### Exercise aim:
The output must match the entries below exactly.

Collected data entries
★ ★ ★ ★ ★
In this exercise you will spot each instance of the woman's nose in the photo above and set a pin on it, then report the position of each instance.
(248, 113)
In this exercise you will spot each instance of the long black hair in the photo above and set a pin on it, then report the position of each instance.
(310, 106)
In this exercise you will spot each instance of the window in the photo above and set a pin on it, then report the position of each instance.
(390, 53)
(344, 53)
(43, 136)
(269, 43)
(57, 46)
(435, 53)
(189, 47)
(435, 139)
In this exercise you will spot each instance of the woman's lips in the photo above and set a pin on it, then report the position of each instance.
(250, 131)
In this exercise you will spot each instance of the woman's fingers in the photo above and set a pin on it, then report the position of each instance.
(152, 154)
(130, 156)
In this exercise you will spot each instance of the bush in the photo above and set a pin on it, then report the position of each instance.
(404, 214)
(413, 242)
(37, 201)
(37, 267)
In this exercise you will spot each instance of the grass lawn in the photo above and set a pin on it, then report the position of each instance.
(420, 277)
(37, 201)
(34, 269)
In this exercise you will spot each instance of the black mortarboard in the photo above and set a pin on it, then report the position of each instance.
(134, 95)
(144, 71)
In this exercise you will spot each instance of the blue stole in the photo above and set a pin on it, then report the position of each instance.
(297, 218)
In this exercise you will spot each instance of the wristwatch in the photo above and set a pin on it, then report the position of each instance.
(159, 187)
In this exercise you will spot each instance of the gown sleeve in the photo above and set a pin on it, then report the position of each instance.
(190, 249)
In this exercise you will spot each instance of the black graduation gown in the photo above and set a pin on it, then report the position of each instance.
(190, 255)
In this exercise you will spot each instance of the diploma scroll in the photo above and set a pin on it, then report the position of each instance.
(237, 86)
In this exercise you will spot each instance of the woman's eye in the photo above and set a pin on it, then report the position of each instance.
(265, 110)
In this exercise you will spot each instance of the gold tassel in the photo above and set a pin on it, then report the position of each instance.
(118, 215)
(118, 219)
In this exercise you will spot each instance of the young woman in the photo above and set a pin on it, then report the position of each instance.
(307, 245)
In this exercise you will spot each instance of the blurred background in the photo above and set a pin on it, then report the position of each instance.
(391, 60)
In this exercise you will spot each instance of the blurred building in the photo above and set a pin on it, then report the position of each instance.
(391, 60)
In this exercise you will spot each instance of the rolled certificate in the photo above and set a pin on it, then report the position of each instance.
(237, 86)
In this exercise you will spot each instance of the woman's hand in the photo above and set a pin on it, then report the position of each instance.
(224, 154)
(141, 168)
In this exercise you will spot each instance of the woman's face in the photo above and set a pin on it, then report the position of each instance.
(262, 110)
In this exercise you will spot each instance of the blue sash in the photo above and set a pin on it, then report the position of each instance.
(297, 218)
★ ★ ★ ★ ★
### The completed task:
In this exercise you will spot each instance of the woman's nose in the photo above and set a pin on it, then report the position of each instance.
(248, 113)
In this exercise you will spot each instance of the long black hair in the photo above and set a pin on it, then report the position of each instance.
(310, 106)
In this exercise you will spot each instance of the window in the photo above and set a pin on it, then report the position of each instance.
(390, 53)
(344, 53)
(43, 136)
(269, 43)
(57, 46)
(435, 53)
(189, 47)
(435, 139)
In this exercise you will spot each instance of the woman's lips in the photo above and set a pin on it, then report the position of each instance.
(250, 131)
In this exercise you will spot each instance of the woman's fingers in the photo above and set a pin on it, then report the position of each instance.
(152, 154)
(130, 156)
In this exercise you will spot each instance of the bush in the photo above and set a pin on it, then report the position of each instance.
(404, 214)
(413, 242)
(37, 201)
(37, 267)
In this exercise you will spot each instance of the grass lawn in the photo above and set a pin on it, then report the position of each instance.
(420, 277)
(37, 201)
(34, 269)
In this exercise you will spot each instance of the black mortarboard in the photo above and set a pin on it, then report the position of each instance.
(134, 95)
(144, 71)
In this exercise you will spot each instance of the blue stole in the photo above and set a pin on it, then report the position of each instance.
(297, 218)
In this exercise you will spot each instance of the wristwatch in the photo above and set a pin on it, then report the position of each instance.
(159, 187)
In this exercise you will spot each instance of the gown sleeve in the photo above and set a pin on it, then report the position of each instance.
(190, 249)
In this exercise you will spot each instance of the black graduation gown in the photo above and set a pin on it, then report the position of each instance.
(190, 255)
In this exercise you will spot each instance of the diploma scroll in the photo above and set a pin on it, then report the position of each instance.
(237, 86)
In this exercise you will spot each instance of the woman's eye in the photo above and set a pin on it, then report the position of each instance.
(265, 110)
In this exercise you will spot each instance of the gold tassel in the photo above and set a pin on it, then report the position of each instance.
(118, 215)
(118, 219)
In this exercise you will spot each instance of the young woman in the photo above and set a pin on it, then report the position of each instance.
(307, 245)
In this exercise you will spot each instance of the blurred background in the photo above and set a pin on it, then report the position of each instance.
(391, 60)
In this exercise you will spot each instance of the blurred building in the photo above and set a pin on it, then report the position of each instance.
(391, 60)
In this exercise you will spot each instance of the rolled certificate in the photo above and set a pin on it, then report the position of each instance.
(237, 86)
In this exercise you will spot each instance of the woman's hand in the photo above and set a pin on it, then report the position of each instance.
(224, 154)
(141, 168)
In this exercise you will spot each instance of the woman's face in the photo above and set a pin on it, then report the position of each instance.
(262, 110)
In this exercise you will spot each instance of the blue sash in the photo above and set a pin on it, then report the position of each instance.
(297, 218)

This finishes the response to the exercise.